• _PASSAGE GIVEN_

+ + + + +

More Than Robots is very true to its title for showcasing how there’s more to this competition than mere sport.
Published on March 25, 2022
Rating 3.5 /5
There’s little doubt that the future is going to require much technical knowledge. It goes far beyond just learning to type up in Excel as an accountant or learning to navigate your way through a WordPress CMS for white-collar jobs. Industries continue to make improvements to our overall lives beyond just making everything digital. It’s why the rising talents of teenagers within More Than Robots is a hopeful reminder that the next generation is going to be one bound for innovations we can’t possibly fathom.
On the surface, this documentary may appear like a sports picture for its competitive nature. After all, the FIRST Robotics Competition they compete in for 2020 is posed as such. You have teams trying to build the best robot for the most capabilities. You have teams choosing such victors to compete in bigger arenas. You have parents who get way into the game by cheering on their kids as loud and excited as any mom would be at their kids’ basketball match.

+ + + + +

• _DATA LISTING_
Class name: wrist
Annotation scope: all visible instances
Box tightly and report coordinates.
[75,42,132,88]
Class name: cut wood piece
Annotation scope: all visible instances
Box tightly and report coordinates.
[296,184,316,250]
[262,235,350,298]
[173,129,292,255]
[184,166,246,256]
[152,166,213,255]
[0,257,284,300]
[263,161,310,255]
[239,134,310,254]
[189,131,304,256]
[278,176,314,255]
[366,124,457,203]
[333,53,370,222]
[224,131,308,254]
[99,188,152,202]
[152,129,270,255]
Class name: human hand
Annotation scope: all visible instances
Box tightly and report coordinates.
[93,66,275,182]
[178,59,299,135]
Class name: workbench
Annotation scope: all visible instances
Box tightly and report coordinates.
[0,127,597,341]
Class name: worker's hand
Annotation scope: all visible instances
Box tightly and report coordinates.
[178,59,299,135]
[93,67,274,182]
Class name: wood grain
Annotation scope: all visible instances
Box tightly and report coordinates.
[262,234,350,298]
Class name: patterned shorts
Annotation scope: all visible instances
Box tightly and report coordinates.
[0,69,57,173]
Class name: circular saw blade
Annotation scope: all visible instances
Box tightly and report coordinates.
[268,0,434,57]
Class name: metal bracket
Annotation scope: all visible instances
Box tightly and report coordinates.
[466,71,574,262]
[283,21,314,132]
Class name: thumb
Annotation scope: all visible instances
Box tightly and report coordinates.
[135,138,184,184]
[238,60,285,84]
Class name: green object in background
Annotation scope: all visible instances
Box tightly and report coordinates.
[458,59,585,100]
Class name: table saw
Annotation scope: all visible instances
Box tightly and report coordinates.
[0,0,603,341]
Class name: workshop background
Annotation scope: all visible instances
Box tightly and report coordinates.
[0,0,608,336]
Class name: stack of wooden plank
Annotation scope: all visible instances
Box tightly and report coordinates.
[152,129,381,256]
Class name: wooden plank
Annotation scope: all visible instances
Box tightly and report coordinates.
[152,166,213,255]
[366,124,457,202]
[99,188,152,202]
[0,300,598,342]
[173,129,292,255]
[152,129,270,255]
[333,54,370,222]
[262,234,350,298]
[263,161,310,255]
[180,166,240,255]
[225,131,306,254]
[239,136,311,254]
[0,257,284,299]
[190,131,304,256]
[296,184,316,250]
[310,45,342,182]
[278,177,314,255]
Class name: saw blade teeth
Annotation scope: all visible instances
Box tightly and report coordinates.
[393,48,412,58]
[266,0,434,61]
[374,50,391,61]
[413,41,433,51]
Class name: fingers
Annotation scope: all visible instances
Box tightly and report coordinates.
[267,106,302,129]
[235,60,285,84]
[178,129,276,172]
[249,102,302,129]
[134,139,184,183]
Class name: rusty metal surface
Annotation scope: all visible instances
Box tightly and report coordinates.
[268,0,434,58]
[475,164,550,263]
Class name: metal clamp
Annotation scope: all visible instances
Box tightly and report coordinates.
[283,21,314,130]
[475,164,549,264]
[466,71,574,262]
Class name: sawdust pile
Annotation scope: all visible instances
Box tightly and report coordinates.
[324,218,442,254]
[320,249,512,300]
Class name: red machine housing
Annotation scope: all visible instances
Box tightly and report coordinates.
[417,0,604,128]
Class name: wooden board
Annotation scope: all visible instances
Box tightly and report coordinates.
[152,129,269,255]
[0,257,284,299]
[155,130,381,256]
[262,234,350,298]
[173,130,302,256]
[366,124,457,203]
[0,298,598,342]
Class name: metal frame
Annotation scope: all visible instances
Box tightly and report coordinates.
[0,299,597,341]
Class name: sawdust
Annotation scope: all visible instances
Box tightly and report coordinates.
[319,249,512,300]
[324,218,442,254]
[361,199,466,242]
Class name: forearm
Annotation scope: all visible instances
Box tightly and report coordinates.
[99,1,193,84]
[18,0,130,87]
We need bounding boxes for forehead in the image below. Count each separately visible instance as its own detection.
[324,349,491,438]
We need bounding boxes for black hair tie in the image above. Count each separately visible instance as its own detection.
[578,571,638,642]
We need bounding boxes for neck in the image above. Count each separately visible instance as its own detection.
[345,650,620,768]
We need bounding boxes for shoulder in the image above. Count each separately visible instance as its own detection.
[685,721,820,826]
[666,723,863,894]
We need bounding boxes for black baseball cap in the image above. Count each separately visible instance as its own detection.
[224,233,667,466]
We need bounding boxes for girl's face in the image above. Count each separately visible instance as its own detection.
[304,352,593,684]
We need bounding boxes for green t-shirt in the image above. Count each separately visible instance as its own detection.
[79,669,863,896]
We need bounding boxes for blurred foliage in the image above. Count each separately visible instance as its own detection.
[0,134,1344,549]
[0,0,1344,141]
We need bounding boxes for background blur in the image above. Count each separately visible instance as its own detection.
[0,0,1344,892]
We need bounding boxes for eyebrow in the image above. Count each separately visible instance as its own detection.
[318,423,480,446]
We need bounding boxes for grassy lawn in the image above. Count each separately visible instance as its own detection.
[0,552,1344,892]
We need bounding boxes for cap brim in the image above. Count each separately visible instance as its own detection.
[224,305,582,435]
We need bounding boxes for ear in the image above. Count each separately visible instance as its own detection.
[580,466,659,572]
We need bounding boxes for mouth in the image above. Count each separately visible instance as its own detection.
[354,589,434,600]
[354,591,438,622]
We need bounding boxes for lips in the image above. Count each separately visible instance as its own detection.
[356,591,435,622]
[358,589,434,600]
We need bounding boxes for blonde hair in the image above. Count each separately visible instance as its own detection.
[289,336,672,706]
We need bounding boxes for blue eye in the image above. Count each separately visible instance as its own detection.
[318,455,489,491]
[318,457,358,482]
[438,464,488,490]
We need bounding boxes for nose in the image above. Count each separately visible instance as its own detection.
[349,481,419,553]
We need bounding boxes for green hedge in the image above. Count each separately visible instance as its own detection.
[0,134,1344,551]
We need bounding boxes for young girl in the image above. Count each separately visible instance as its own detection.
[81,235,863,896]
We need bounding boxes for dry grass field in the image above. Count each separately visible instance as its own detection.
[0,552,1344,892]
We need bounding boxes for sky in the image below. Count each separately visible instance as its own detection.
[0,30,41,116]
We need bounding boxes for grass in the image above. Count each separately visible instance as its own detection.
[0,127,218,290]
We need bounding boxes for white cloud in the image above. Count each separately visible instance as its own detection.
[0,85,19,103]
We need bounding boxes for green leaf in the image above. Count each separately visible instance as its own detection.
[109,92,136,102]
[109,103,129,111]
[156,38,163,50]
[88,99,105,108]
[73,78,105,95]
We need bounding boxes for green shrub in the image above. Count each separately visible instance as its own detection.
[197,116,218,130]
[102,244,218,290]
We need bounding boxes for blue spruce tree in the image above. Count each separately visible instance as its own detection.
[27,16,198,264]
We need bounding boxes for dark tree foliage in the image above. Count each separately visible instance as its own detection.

+ + + + +

• _EXERCISE GOAL_
Answer these questions using the review of More Than Robots above:
(a) What rating does the review give?
(b) Which competition do the teams in the documentary enter, and in what year?
(c) To whom are the cheering parents compared?

• _SOLVED PROBLEM_
(a) 3.5/5
(b) The FIRST Robotics Competition, in 2020.
(c) To any mom cheering at her kids' basketball match.